== Assignment ==
Find the word "each" in the data. Return every line where it appears.

(Records from a data source)
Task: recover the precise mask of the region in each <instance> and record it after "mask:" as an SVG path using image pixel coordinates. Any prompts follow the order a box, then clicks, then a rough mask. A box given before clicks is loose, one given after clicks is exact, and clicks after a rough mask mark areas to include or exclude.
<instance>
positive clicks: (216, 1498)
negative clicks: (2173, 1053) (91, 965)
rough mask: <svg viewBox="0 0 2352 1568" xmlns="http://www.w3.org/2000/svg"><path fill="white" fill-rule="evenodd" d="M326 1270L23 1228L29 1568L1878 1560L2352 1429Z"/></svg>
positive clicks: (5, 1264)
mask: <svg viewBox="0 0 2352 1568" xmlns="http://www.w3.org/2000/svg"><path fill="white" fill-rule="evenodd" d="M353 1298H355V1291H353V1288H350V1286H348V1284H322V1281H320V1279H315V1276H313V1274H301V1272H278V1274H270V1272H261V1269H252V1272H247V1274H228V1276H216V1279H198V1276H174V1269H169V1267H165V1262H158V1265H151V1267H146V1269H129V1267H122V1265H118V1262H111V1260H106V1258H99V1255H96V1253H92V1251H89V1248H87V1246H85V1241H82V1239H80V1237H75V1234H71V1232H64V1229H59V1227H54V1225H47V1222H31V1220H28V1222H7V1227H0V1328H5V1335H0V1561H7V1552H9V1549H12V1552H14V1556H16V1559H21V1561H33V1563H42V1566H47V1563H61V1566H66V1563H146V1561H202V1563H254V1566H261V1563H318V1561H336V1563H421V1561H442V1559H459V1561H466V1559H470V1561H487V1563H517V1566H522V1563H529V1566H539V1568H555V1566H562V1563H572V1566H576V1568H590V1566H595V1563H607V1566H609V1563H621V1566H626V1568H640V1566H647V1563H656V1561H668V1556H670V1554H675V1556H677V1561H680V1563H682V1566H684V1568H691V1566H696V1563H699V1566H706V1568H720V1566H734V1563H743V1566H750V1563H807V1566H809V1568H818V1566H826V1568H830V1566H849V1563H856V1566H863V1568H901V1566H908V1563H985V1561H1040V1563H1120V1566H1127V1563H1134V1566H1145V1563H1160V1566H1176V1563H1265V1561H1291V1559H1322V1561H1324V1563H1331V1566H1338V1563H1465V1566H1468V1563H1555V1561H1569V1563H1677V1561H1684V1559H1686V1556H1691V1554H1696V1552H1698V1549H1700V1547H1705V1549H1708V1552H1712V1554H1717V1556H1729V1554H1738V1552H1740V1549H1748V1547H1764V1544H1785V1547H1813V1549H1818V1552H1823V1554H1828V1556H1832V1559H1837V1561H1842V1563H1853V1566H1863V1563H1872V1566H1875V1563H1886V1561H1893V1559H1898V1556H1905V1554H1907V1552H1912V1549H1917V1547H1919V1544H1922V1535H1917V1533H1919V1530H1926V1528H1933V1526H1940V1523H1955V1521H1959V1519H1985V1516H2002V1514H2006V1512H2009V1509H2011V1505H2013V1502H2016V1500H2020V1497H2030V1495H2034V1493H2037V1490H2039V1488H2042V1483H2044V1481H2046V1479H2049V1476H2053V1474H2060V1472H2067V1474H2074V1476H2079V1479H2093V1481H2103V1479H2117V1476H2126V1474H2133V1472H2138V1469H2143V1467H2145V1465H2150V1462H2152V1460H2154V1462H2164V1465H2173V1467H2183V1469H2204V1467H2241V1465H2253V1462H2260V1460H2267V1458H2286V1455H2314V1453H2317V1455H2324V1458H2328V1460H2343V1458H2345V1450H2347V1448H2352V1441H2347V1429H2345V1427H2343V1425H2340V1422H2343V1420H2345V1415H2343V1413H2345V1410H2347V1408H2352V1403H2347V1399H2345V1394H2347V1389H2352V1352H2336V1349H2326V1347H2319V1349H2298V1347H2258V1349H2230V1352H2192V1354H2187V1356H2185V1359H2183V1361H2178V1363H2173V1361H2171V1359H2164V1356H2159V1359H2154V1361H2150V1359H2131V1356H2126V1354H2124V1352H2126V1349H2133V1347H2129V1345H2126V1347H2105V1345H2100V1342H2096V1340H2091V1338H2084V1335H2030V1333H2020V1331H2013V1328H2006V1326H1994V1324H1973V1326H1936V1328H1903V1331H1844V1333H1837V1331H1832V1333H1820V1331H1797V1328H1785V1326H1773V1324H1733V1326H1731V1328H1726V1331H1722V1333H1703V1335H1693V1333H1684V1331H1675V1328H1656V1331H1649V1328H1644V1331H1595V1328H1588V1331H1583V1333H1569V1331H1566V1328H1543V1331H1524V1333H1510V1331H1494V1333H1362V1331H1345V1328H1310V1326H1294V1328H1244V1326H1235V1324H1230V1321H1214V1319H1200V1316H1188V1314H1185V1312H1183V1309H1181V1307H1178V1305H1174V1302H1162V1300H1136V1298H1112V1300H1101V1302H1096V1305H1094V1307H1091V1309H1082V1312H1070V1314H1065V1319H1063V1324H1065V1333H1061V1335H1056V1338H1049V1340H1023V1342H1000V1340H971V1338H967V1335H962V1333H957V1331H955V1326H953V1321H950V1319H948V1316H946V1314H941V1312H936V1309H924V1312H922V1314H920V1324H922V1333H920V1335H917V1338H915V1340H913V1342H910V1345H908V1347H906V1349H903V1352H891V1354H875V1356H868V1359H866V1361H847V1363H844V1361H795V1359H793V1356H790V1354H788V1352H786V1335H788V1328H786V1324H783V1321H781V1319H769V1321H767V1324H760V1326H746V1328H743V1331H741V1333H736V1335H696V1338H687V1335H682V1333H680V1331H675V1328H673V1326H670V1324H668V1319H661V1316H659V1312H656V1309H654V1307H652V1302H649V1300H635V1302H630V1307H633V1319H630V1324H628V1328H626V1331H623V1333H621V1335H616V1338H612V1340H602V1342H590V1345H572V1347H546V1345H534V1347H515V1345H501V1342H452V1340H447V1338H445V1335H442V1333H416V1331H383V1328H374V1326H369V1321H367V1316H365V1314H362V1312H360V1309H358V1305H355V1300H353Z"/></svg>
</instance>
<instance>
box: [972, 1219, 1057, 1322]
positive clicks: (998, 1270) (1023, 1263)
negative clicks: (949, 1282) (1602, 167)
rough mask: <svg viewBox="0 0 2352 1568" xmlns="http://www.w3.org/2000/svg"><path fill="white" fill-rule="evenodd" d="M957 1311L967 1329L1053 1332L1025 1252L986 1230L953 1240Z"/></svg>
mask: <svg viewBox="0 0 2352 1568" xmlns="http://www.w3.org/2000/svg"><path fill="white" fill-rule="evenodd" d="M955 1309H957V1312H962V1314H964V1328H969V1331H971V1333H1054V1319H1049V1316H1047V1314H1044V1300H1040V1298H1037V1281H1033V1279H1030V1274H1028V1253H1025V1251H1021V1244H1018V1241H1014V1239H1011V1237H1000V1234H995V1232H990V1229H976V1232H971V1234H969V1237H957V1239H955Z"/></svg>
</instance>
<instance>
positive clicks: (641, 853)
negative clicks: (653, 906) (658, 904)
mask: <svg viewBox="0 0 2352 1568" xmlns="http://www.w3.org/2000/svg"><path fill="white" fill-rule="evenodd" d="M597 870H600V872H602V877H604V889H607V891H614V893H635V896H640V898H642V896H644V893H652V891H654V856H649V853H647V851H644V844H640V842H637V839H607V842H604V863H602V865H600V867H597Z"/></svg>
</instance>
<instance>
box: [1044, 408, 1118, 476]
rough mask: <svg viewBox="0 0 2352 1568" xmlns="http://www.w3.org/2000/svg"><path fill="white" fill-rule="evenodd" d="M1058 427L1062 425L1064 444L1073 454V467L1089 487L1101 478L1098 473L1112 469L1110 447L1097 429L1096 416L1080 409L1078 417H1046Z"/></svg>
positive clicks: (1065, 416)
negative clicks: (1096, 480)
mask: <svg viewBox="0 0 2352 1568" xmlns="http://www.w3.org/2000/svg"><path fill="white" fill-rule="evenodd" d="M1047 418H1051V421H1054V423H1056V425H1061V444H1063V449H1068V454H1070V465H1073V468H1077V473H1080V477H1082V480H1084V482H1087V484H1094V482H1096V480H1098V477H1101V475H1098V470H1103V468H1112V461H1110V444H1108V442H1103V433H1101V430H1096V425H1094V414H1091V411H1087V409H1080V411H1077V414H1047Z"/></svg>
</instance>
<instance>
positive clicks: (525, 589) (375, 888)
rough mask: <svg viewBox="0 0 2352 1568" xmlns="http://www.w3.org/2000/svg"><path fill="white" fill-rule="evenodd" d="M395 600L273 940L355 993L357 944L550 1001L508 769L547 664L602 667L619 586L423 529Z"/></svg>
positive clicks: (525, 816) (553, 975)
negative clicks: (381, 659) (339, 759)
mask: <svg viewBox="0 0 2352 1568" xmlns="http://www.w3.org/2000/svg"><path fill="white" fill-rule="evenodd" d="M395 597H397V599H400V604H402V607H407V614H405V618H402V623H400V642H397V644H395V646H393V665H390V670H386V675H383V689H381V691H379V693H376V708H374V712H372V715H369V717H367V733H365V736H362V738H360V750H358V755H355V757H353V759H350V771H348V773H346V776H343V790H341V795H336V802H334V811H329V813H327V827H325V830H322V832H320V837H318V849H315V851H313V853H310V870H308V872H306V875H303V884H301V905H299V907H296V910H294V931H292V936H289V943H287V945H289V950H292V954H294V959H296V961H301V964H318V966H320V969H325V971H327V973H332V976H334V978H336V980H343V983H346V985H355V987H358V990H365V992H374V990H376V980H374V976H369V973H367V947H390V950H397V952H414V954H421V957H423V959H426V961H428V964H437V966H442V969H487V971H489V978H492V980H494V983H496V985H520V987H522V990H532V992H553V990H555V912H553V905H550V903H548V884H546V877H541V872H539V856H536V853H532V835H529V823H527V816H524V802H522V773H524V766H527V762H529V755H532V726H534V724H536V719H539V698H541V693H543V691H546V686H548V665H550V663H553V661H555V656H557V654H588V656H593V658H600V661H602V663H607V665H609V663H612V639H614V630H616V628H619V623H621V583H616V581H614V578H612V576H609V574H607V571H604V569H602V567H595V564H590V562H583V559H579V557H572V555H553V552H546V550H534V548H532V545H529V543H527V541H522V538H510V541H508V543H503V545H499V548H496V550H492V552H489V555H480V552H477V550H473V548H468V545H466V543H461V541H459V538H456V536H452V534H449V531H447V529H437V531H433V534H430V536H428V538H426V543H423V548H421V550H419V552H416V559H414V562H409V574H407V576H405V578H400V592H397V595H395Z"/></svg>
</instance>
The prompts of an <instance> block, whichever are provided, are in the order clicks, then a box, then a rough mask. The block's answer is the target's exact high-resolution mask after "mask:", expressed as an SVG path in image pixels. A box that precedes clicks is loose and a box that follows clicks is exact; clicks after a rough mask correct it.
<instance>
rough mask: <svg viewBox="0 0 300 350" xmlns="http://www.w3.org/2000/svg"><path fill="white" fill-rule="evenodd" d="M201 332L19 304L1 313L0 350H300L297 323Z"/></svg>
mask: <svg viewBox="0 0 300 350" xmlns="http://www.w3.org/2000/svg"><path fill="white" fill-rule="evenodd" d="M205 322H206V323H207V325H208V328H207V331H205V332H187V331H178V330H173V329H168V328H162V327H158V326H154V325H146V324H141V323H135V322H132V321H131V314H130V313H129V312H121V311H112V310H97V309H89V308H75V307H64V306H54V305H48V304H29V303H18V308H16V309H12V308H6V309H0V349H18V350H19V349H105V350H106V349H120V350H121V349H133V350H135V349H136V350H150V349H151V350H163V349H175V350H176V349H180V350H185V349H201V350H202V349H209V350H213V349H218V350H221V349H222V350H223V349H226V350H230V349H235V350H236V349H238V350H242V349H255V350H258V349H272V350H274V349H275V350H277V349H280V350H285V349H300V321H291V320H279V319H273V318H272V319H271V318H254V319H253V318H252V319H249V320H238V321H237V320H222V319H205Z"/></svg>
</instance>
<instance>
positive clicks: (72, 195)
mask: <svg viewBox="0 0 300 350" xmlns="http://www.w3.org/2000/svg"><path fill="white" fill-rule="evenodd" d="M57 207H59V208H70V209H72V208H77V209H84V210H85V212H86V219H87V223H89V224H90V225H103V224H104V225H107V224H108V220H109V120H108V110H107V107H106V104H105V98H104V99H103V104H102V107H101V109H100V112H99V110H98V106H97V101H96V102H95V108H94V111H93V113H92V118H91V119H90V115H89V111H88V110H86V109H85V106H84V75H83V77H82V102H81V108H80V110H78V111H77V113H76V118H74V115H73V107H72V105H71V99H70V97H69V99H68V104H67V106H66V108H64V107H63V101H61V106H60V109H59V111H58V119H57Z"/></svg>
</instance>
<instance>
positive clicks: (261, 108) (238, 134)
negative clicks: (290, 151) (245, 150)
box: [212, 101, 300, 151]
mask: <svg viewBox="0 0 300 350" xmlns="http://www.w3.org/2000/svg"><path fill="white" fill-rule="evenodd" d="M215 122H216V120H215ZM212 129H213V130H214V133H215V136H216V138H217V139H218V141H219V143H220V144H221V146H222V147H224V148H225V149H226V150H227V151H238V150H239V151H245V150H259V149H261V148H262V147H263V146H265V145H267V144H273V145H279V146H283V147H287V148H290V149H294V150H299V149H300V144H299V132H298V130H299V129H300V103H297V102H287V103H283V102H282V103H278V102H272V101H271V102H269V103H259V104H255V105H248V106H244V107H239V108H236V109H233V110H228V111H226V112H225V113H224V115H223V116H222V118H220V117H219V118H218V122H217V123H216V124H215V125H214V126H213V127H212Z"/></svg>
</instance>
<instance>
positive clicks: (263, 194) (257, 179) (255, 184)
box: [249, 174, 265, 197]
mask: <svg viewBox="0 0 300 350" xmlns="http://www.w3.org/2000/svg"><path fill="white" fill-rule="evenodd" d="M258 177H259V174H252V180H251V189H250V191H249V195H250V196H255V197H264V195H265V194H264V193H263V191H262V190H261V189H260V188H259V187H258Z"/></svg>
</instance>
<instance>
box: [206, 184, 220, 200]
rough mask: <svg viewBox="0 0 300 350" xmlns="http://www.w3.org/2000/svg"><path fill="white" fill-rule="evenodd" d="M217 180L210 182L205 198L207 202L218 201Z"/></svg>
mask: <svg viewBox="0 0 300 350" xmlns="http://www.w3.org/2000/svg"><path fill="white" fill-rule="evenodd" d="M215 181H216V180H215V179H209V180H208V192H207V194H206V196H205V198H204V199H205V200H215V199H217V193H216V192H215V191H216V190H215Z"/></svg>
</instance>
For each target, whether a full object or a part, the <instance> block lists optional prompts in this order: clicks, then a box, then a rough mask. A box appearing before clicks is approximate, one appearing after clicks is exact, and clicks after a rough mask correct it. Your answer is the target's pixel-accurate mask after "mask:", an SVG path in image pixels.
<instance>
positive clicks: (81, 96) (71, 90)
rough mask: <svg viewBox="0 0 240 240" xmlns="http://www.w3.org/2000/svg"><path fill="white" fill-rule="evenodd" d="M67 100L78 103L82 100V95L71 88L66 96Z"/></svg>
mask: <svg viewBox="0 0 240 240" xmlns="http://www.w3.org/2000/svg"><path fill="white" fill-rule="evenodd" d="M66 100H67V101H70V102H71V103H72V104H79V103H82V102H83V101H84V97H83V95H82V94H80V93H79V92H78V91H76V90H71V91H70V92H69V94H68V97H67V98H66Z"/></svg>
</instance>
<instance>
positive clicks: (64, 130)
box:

== Your response ==
Task: recover the precise mask of the region in each <instance> and record it after "mask:" as an SVG path using image pixel coordinates. Any prompts follow the order a box, then clicks, then a rough mask. A box given before clicks is loose, one given after clicks is exact, and clicks after a rough mask mark areas to include or exclude.
For each target, whether a full object or a part, the <instance> block lists optional prompts in this order: clicks, then a box, then a rough mask. A box appearing before clicks is approximate, one appearing after clicks is exact, and clicks after a rough mask correct it. Your answer is the target's pixel-accurate mask after "mask:", an SVG path in image pixels.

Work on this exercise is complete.